Object detection data
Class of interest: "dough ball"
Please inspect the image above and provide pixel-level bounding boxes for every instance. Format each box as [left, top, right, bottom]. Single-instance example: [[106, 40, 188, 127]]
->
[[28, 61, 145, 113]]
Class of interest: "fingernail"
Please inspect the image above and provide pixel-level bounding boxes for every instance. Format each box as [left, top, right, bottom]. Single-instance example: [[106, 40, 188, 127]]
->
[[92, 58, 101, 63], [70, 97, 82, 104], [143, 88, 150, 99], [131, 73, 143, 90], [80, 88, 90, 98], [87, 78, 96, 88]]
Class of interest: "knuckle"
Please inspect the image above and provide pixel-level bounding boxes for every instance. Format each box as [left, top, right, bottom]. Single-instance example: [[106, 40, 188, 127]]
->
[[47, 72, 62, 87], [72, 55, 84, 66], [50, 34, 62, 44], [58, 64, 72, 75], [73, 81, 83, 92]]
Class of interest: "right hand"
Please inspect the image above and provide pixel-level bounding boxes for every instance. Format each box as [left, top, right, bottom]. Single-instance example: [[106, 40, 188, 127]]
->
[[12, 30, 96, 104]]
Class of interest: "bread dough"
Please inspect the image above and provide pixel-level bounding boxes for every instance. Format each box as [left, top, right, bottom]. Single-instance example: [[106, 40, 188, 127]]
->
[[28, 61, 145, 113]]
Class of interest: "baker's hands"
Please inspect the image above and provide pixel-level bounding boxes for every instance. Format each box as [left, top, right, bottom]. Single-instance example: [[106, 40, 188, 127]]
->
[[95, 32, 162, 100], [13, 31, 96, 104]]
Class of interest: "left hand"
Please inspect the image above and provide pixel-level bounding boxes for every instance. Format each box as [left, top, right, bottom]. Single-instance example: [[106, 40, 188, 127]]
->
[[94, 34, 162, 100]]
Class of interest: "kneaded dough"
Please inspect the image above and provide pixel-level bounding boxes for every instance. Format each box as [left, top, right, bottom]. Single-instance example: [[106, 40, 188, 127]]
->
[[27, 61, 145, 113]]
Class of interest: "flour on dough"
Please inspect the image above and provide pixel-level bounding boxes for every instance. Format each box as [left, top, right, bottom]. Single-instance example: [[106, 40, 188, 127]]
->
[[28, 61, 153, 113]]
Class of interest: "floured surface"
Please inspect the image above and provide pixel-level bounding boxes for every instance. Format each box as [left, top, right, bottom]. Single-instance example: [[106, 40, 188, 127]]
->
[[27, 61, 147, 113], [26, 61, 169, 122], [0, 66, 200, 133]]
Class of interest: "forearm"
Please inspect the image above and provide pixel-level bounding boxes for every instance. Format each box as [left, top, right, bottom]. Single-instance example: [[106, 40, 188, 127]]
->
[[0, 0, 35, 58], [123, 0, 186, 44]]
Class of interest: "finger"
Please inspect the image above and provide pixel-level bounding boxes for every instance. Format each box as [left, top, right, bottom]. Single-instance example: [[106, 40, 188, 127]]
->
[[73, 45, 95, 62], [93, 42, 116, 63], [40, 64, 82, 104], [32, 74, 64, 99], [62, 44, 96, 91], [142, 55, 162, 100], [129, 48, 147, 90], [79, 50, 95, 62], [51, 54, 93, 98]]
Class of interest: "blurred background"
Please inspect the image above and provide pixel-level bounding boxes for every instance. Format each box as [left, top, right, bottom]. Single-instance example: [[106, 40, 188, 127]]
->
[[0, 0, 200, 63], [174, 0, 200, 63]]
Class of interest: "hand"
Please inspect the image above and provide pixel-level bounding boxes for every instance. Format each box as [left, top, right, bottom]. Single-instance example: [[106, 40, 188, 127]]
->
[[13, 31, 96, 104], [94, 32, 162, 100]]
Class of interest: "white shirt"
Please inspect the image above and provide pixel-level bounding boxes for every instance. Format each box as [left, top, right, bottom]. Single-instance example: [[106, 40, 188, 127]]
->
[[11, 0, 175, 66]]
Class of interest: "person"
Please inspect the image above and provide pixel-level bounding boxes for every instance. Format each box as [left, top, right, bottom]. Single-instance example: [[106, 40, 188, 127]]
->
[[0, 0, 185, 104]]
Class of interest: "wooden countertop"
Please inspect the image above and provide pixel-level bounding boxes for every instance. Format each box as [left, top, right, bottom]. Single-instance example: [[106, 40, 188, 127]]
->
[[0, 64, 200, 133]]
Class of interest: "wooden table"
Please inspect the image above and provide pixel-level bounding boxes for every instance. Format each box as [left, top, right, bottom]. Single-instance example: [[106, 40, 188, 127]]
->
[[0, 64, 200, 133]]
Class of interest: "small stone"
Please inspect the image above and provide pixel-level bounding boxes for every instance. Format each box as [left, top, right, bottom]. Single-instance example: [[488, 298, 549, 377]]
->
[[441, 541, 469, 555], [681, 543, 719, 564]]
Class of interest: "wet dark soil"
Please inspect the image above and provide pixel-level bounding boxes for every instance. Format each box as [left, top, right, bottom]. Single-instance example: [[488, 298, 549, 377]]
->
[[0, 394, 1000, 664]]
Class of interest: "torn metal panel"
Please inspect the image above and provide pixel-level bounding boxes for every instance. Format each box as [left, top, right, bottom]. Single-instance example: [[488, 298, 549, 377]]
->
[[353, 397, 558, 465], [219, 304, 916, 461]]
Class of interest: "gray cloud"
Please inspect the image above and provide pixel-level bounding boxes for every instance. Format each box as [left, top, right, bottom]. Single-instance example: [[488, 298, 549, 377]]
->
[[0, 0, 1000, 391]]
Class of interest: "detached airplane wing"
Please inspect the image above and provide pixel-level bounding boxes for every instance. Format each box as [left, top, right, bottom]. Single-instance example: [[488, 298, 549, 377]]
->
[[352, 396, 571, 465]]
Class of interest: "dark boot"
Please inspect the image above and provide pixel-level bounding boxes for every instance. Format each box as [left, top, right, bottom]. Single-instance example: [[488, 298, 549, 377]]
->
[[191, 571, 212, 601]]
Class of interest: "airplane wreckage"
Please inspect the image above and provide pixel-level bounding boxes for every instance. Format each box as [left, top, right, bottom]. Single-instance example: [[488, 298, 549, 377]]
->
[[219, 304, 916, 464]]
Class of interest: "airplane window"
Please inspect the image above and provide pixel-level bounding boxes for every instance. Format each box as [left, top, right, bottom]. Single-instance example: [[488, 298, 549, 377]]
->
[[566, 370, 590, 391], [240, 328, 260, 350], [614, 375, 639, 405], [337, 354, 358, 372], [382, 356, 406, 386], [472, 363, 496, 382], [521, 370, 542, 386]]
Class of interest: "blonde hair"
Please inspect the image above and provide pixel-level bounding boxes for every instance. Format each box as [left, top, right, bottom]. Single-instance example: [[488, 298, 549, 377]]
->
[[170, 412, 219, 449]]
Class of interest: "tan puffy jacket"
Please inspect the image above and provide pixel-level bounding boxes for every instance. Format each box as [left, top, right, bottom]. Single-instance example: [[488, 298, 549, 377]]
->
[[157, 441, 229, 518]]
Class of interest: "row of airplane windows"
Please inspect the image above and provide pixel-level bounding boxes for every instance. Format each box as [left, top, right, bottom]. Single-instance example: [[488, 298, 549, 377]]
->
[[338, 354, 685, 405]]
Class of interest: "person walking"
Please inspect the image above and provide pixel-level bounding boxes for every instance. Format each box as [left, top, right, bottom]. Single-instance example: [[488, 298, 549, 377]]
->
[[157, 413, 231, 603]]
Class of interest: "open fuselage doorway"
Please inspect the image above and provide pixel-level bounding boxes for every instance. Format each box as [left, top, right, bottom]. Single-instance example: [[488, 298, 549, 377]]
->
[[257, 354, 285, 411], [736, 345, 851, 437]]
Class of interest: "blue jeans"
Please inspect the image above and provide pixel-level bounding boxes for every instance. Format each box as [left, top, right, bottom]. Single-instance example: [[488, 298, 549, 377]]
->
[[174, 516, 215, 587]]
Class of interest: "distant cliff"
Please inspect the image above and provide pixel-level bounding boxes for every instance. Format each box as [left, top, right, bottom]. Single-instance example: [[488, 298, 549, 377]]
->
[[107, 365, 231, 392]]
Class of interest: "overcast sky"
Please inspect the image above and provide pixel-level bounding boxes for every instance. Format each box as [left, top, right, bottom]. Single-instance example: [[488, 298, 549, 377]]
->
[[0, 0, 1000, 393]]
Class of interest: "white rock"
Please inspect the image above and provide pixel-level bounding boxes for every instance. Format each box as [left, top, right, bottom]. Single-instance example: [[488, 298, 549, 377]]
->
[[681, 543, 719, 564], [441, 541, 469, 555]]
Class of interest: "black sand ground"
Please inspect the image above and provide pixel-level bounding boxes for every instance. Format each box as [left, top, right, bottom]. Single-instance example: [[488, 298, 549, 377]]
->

WHAT THE TASK ASKS - Swap every "inspect" for "examine" in the entries, starting at the first line and ending with the line that contains "78, 96, 88]]". Reproduce those lines with no other change.

ANSWER TO THIS EXERCISE -
Class of interest: "dough ball"
Please examine the image above and provide pixel-level bounding boxes for every instance. Format each box as [left, top, right, bottom]. Single-instance example: [[106, 40, 188, 127]]
->
[[28, 61, 145, 113]]
Class of interest: "fingernail"
Please examine the image above and provide pixel-level bounding boxes for every instance. Format each box as [left, top, right, bottom]. Single-instance example: [[106, 40, 188, 127]]
->
[[92, 58, 101, 63], [70, 97, 82, 104], [143, 88, 150, 99], [131, 73, 143, 90], [80, 88, 90, 98], [87, 78, 96, 88]]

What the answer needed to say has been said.